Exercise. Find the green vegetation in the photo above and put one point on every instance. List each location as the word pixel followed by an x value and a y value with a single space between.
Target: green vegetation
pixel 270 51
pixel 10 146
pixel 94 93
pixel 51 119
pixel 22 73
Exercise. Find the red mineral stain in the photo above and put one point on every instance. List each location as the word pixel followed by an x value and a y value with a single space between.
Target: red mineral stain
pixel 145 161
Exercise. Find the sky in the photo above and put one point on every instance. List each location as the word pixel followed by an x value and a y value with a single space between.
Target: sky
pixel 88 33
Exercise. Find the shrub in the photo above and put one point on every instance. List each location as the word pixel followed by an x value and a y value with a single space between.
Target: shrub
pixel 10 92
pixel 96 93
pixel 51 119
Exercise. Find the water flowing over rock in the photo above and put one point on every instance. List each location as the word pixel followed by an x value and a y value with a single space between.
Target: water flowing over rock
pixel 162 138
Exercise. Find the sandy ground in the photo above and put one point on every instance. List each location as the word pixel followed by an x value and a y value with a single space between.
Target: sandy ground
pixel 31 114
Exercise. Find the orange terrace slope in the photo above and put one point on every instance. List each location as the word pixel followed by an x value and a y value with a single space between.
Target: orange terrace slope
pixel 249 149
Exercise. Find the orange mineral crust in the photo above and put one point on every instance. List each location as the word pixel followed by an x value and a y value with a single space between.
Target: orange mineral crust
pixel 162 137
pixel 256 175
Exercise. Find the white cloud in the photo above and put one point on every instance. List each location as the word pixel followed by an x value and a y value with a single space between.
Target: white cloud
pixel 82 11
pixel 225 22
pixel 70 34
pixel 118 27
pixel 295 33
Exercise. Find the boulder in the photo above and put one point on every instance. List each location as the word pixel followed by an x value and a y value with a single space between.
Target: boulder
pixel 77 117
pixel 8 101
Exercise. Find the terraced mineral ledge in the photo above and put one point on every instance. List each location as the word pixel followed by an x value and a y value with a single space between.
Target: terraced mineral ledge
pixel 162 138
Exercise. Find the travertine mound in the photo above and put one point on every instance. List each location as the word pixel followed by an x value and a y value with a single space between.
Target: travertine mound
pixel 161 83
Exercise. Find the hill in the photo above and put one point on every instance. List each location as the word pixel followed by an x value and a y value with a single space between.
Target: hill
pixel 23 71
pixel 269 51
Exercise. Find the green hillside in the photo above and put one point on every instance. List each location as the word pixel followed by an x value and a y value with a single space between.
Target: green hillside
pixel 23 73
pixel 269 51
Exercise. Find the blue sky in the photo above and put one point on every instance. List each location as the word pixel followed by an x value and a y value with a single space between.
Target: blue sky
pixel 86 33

* _The exercise_: Copy the items word for word, starting at their first line and ending with the line that contains "pixel 22 73".

* _Correct response_:
Exercise. Find the green vegetation in the photo above and put one point on every instance. List each location as the word pixel followed by an x value and a y value with a single space between.
Target: green vegetation
pixel 270 51
pixel 10 146
pixel 94 93
pixel 51 119
pixel 22 73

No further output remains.